Course 5 Week 4: Named-Entity Recognition notebook Accuracy Metric maybe wrong

I just discovered that the metrics used in model.fit(…), which is metrics=[‘accuracy’], may not be right for this setup. The reason is that token inputs and labels are both being padded, and a “dummy” target label of -100 is used wherever it was a [PAD]. I think the custom loss inside the model detect these -100 and zeros them from calculating the cost (and thus stop any gradient backprop). But the metric is just the vanilla tf keras metrics, and I don’t find any indication it is “smart” enough to ignore those -100 during its computation.

Note that while the Resume dataset are all pretty long and one may not have too many -100s to notice a problem, I did try this out on my own dataset of much shorter sentences, and debugged the poor accuracy even for a very tiny train set. I have come to suspect the wrong accuracy calculation is a big part of this.

I haven’t completed debugged this, and thought to post this, such that the mentors and course instructors can help if this is indeed a mistake.

Thanks for raising this issue.

For those interested, here’s a candidate replacement for the modified accuracy:

call it with:

masked_accuracy = SparseCategoricalAccuracyWithMasking(name=‘accuracy’)

model.compile(optimizer=optimizer, loss=model.compute_loss, metrics=[masked_accuracy])

I haven’t thoroughly tested this, if anyone see an issue, please let me know. It seemed to work for me so far.

_ _ _ _

→ REQUESTS
(a) Output the accuracy-metric thread word for word from "Note that while" to "raising this issue.".
(b) In the accuracy-metric thread, list every keyword argument passed to model.compile.
(c) Write the next part of the accuracy-metric thread, picking up after its final sentence.

[Image point annotation entries]
_ _ _ _

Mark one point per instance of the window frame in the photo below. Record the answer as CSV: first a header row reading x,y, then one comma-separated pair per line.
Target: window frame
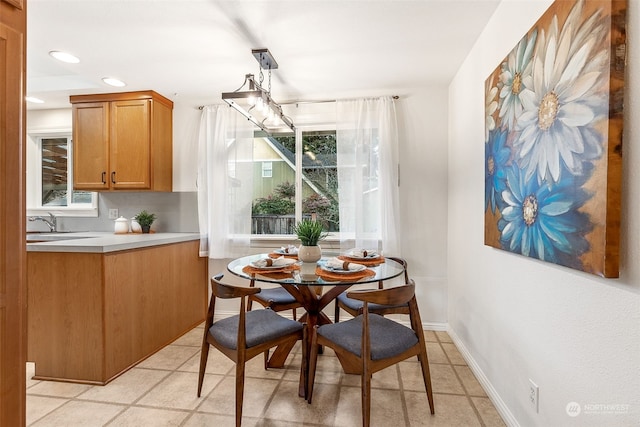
x,y
34,205
332,241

_ _ _ _

→ THE RESPONSES
(a)
Note that while the Resume dataset are all pretty long and one may not have too many -100s to notice a problem, I did try this out on my own dataset of much shorter sentences, and debugged the poor accuracy even for a very tiny train set. I have come to suspect the wrong accuracy calculation is a big part of this.

I haven’t completed debugged this, and thought to post this, such that the mentors and course instructors can help if this is indeed a mistake.

Thanks for raising this issue.

(b) optimizer, loss, metrics

(c)
class SparseCategoricalAccuracyWithMasking(tf.keras.metrics.Metric):
  def __init__(self, name='sparse_categorical_accuracy', **kargs):
    super(SparseCategoricalAccuracyWithMasking, self).__init__(name=name, **kargs)
    self.num_correct = self.add_weight(name='nc', initializer="zeros")
    self.num_sample = self.add_weight(name='ns', initializer="zeros")

  def update_state(self, y_true, y_pred, sample_weight=None):

    values = tf.cast(tf.equal(y_true, tf.argmax(y_pred, axis=-1, output_type=y_true.dtype)), "float32")   # y == y_pred
    mask = tf.cast(y_true != -100, "float32")
    values = tf.multiply(values, mask)    # zeros the -100

    if sample_weight is not None:
      assert False, "Not handling sample_weight in this implemenetation."

    self.num_correct.assign_add(tf.reduce_sum(values))

    num_sample = tf.reduce_sum(mask)
    self.num_sample.assign_add(num_sample)

  def result(self):
    return self.num_correct/self.num_sample

  def reset_state(self):
    self.num_correct.assign(0.0)
    self.num_sample.assign(0.0)